• WHAT TO WORK ON
a - Repeat the blog post word for word, everything from "Tuesday, August 5" down to "an orange wedge.".
b - Sum up the blog post in two sentences.
c - Pick up the blog post after its last sentence and keep writing.
BEGIN GIVEN PASSAGE
Wednesday, August 6
I'm not a big fan of Falun Gong's new-age goofiness, but I do support them in their passive resistance to those wicked ChiComs. So when I drive by the Chinese consulate on Montrose and see them protesting out front, I'm always tempted to beep the horn or yell something. But since they're always meditating, I'm afraid I'll break their concentration and disturb their wa.
Tuesday, August 5
You gotta love Montrose.
Yesterday's cocktail was the Negroni. The Negroni ranks right up there with the martini among the best aperitifs. The herbal and sweet components blend nicely to really pique one's appetite.
1 oz. gin
1 oz. Campari
1 oz. sweet vermouth (vermouth rosso)
Stir over ice. Serve in a highball glass and garnish with a lemon wedge. Stu prefers his up, garnished with an orange wedge.
I thought of it on my way home from work and asked Stu to make me one for me as soon as I walked in the door. A drink directly after work is a very rare indulgence, because I usually have to work out or go do something. With a free evening ahead of me, I saw no reason not to indulge myself in a drink! I also thought that the Negroni would be the perfect preprandial to accompany my dinner of Pasta Rustica.
I don't think I have had a Negroni since my girl's trip to Las Vegas in January. I managed to stump the bartender at the Royal Star Restaurant at The Venetian by ordering one! The bartender stared at me jaw agape and stupid-eyed, before asking me, "What is in that again?" And "What sort of vermouth should I use?" Gee, I guess I should have ordered a Red Bull and vodka.
END GIVEN PASSAGE
BEGIN DATASET RECORDS
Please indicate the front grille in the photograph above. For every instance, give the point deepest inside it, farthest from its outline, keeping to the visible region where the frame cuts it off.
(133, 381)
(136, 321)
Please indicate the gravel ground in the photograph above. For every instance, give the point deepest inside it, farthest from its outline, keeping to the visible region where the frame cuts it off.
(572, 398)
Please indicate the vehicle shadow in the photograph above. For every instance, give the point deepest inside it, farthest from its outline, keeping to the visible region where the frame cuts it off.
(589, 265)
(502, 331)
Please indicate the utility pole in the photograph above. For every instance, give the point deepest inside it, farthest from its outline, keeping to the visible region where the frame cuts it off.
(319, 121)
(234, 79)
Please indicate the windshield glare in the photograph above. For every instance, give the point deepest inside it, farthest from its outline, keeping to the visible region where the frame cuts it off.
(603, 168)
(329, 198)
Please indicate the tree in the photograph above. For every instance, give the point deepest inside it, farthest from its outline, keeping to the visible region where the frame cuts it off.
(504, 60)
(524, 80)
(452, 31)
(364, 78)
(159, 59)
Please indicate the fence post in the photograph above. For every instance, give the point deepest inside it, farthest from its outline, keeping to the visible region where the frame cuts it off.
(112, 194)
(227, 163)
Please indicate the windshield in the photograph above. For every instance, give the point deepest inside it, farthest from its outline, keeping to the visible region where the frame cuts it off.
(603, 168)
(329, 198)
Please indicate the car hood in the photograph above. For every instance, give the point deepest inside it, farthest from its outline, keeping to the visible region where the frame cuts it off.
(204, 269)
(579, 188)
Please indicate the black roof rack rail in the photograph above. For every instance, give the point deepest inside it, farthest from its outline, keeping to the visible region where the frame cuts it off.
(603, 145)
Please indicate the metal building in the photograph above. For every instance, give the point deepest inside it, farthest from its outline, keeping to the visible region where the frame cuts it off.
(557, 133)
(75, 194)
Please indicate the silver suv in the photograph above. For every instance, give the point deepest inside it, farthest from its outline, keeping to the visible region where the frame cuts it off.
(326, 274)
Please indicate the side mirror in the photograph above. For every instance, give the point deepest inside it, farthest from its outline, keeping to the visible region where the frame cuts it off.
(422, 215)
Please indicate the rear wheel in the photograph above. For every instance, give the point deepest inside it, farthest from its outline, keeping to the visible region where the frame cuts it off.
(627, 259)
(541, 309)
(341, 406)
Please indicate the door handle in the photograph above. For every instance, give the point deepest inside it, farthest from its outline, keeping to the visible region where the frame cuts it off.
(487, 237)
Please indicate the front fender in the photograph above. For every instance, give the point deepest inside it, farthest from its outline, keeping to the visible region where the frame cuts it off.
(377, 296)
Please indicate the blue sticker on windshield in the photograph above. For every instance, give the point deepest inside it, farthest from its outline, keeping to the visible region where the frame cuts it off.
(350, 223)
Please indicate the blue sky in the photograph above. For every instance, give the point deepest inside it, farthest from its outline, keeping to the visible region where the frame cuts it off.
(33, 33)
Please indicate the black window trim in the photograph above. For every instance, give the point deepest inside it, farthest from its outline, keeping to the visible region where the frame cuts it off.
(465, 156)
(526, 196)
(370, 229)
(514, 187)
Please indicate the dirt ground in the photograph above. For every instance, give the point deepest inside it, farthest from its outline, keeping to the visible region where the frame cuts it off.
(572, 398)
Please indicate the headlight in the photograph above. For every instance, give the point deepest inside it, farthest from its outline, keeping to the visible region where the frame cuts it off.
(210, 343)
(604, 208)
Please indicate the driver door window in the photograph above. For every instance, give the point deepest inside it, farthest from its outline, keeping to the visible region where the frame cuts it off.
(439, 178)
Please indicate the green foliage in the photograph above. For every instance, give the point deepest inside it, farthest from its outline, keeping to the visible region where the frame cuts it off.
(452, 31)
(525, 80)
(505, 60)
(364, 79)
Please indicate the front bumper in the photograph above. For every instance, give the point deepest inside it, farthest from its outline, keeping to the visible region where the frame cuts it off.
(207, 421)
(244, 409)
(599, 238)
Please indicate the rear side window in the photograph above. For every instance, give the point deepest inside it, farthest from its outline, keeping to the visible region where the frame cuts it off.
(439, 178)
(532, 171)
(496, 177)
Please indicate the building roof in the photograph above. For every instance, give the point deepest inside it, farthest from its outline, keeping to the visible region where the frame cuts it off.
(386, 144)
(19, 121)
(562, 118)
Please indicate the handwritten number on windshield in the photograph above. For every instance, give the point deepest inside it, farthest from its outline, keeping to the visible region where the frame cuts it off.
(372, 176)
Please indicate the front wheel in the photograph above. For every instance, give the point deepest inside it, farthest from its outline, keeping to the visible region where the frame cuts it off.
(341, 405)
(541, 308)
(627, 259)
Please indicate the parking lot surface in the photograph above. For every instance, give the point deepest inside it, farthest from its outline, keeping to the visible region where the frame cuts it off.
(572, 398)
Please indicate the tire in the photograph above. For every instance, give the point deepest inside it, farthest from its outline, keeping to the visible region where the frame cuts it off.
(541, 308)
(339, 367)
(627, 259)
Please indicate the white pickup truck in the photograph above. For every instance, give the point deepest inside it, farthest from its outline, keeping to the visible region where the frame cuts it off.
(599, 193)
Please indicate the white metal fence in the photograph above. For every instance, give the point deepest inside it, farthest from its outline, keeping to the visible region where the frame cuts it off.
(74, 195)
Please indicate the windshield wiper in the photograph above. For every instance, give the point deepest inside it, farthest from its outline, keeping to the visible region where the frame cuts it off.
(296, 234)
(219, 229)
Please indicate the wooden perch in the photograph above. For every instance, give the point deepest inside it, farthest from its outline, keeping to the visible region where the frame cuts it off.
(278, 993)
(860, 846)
END DATASET RECORDS
BEGIN DATASET RECORDS
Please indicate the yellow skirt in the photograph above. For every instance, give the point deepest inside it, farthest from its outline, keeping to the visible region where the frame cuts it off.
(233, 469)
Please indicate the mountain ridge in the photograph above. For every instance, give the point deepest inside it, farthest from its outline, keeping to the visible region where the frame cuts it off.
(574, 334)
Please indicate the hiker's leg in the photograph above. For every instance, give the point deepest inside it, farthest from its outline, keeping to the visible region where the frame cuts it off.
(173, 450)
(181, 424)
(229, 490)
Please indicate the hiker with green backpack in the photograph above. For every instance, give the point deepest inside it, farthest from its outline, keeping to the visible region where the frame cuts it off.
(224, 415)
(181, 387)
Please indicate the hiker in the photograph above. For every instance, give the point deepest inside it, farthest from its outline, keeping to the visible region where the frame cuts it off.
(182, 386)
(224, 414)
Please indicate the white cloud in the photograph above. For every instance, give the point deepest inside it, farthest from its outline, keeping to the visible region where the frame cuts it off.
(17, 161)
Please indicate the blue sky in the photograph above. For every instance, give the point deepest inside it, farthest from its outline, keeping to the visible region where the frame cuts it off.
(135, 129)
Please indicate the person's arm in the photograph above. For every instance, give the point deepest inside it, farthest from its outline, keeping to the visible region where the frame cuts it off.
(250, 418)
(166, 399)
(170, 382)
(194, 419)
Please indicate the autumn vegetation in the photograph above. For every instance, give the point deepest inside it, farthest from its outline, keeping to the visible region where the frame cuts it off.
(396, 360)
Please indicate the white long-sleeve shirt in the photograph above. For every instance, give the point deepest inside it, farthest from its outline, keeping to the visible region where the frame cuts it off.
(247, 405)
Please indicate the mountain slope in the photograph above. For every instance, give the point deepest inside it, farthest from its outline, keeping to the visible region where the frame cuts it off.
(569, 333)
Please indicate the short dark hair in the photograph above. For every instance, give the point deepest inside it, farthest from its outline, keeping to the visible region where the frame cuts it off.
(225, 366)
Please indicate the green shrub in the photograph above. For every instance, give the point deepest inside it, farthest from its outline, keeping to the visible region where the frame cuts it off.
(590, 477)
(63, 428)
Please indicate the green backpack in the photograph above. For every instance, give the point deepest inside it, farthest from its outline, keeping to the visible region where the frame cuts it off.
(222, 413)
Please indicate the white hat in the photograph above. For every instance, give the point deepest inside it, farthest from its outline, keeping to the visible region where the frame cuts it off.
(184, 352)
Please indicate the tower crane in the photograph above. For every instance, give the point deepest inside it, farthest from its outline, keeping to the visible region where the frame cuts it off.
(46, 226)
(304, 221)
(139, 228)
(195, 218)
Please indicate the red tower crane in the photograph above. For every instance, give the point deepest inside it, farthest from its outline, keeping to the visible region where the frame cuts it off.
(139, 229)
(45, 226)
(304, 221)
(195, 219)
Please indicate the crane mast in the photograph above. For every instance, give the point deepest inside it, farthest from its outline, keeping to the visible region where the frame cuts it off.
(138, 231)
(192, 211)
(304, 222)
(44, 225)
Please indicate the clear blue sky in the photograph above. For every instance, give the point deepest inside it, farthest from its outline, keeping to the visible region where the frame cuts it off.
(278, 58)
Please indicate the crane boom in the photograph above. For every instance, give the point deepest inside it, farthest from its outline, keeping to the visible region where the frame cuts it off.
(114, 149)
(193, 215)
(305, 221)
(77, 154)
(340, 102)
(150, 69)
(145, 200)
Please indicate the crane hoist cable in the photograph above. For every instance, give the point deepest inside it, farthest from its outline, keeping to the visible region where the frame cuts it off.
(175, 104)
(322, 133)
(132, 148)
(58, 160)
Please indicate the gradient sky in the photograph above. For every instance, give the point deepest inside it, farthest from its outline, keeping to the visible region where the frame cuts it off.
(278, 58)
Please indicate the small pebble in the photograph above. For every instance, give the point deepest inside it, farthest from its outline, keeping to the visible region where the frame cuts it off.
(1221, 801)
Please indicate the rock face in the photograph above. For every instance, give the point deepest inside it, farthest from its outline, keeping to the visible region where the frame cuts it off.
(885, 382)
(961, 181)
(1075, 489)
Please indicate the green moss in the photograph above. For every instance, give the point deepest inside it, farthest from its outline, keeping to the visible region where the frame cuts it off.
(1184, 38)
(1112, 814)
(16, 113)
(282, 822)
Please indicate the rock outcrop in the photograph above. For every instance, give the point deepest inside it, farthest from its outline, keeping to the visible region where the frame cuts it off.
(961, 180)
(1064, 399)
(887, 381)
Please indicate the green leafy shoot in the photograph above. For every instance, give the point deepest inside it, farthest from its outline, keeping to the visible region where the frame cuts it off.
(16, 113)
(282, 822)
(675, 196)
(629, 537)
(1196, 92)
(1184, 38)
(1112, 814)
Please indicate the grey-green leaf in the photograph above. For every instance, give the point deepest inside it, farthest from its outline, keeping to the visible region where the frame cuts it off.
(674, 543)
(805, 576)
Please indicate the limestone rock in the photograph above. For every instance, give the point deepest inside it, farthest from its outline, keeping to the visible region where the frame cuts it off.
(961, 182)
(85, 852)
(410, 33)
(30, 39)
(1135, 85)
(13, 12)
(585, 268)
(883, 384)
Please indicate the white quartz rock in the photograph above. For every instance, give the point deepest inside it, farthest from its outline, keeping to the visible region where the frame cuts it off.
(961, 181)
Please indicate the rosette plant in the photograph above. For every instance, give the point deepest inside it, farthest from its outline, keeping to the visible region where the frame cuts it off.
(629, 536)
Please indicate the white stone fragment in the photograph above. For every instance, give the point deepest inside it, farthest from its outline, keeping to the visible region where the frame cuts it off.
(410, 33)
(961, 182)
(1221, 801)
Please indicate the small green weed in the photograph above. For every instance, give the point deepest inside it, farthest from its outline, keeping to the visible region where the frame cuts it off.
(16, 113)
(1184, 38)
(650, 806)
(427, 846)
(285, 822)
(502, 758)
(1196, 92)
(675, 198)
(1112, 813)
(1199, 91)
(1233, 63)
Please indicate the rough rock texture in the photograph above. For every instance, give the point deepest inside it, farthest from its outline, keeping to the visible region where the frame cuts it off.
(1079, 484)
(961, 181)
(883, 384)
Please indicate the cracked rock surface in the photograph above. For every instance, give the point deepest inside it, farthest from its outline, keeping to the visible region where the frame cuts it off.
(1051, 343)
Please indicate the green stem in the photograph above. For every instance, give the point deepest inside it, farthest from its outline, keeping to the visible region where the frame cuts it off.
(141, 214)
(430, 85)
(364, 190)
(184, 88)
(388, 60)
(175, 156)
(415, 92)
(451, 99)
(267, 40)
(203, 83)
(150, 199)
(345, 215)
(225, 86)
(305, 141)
END DATASET RECORDS
BEGIN DATASET RECORDS
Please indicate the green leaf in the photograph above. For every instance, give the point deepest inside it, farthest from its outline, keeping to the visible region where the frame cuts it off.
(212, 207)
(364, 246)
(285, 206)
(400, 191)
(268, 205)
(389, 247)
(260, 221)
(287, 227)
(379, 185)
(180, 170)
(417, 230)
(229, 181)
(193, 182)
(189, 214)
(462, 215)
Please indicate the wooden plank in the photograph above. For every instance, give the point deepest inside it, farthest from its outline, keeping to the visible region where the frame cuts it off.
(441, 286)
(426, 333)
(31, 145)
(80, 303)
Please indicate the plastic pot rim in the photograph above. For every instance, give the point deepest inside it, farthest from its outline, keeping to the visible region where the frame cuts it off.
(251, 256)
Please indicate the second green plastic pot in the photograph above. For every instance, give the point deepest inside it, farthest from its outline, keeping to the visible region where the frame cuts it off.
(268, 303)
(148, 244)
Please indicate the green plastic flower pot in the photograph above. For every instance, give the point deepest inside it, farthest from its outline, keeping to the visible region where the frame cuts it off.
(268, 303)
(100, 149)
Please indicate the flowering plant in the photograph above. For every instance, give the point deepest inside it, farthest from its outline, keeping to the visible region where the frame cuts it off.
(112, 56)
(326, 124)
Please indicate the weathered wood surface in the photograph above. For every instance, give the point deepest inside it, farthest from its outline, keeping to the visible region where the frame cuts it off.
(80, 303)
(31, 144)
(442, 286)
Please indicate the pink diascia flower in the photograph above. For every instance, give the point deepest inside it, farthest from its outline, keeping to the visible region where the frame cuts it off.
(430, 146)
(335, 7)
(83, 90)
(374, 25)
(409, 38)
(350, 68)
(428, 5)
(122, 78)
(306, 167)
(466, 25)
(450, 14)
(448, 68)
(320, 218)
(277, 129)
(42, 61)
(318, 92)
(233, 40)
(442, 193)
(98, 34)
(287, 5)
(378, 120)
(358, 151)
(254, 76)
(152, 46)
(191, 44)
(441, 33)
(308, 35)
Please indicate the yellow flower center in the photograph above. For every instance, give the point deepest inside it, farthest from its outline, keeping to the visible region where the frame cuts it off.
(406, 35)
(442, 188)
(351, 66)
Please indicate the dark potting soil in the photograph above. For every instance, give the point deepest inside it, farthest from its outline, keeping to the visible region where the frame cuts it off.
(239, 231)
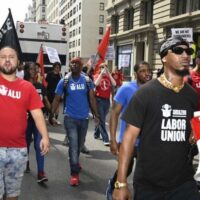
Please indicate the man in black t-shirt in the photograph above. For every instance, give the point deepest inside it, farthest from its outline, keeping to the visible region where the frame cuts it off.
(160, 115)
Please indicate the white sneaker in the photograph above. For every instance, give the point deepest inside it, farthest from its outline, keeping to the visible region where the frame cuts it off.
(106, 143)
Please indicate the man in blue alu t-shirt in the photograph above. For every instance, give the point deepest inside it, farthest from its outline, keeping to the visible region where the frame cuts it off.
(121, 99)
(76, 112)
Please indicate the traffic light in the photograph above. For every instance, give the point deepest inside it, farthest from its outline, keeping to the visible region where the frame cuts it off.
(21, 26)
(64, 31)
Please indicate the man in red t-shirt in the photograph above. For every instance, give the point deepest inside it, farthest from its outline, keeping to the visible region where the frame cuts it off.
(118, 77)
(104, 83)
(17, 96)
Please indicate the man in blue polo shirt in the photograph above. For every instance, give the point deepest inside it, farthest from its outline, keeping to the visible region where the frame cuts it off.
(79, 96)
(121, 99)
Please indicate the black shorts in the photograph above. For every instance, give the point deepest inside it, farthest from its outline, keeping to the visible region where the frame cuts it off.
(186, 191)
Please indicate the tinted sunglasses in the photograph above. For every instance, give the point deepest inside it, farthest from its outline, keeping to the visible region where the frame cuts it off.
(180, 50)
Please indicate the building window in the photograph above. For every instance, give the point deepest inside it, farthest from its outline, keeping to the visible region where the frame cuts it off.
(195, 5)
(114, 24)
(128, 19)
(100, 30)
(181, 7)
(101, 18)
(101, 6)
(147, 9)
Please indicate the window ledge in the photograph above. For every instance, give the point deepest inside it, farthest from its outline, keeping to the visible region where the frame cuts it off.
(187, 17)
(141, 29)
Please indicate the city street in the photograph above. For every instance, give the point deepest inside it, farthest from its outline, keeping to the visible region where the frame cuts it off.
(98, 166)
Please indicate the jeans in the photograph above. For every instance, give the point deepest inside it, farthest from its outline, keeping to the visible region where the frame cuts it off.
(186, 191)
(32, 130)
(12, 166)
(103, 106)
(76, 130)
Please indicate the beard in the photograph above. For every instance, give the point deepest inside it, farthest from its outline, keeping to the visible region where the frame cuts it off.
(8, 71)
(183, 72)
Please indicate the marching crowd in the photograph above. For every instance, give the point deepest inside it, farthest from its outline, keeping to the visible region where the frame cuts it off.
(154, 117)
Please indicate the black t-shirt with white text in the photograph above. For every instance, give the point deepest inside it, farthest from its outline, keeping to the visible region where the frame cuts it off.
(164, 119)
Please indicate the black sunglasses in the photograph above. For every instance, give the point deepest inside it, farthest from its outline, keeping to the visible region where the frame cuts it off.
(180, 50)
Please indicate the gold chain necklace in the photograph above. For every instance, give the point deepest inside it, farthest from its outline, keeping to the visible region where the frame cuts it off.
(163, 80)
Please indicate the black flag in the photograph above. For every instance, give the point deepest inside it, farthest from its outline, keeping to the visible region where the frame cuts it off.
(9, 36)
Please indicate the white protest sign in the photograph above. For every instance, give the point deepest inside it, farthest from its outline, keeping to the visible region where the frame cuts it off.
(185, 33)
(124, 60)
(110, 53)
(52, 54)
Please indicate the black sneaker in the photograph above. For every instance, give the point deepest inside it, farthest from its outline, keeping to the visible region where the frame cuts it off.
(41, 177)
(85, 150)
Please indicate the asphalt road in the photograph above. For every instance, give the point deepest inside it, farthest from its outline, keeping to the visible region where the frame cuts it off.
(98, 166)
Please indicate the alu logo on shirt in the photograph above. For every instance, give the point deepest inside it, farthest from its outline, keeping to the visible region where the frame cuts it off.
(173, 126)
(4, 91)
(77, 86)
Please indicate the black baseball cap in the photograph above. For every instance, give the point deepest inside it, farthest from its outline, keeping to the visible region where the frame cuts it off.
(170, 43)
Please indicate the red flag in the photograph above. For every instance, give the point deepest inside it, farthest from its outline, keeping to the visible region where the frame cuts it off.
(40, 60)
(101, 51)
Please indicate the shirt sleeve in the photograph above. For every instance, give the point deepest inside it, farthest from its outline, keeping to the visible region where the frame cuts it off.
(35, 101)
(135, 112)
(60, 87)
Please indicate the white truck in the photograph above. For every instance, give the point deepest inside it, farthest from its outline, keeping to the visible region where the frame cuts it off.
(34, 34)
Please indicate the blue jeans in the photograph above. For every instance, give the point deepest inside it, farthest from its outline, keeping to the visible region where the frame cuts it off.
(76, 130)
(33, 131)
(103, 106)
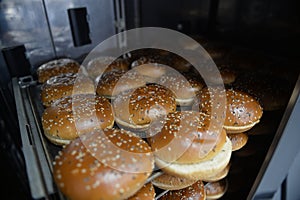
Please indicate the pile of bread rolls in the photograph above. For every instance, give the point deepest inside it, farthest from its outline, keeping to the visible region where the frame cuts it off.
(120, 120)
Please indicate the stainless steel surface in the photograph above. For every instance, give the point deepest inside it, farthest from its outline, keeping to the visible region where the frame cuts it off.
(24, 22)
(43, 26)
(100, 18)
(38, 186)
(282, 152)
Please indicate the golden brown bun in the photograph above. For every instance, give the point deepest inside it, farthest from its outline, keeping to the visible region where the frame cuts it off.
END DATASET RECORDS
• EXERCISE RESULTS
a -
Tuesday, August 5
You gotta love Montrose.
Yesterday's cocktail was the Negroni. The Negroni ranks right up there with the martini among the best aperitifs. The herbal and sweet components blend nicely to really pique one's appetite.
1 oz. gin
1 oz. Campari
1 oz. sweet vermouth (vermouth rosso)
Stir over ice. Serve in a highball glass and garnish with a lemon wedge. Stu prefers his up, garnished with an orange wedge.

b - The writer dislikes Falun Gong's new-age goofiness but supports its passive resistance, and is tempted to honk at its members protesting outside the Chinese consulate on Montrose but fears disturbing their meditation. The writer also praises the Negroni, which is equal parts gin, Campari, and sweet vermouth, and recalls having Stu make one right after work before a dinner of Pasta Rustica and stumping a bartender at The Venetian in Las Vegas by ordering one in January.

c -
Monday, August 4
I finished reading Cold Mountain last weekend. I bought it 3 years ago and it has been sitting on the shelf waiting for me to read it ever since. The book was recommended by a couple of friends, one of whom claimed almost never to read books, but thoroughly enjoyed this one. A couple of other people told me they just couldn’t get into this book and stopped reading it somewhere in the middle. It seems to be a book people either love or hate.
I really had no idea what it was about, except that it was set during the Civil War and is an award winner (perhaps that is why it has been sitting on the shelf for 3 years). I was delighted to find that it was basically The Odyssey reset during the Civil War. Fortunately, the author made no bones about that fact by mentioning The Odyssey several times. The book alternates between the stories of Inman, the male protagonist, and Ada, the woman he loves.
Inman, injured in battle, travels on foot from a Confederate hospital to his home on Cold Mountain. Along the way he encounters: all sorts of people, most of them wicked, hostile terrain, and lack of food. He is driven on by thoughts of Ada.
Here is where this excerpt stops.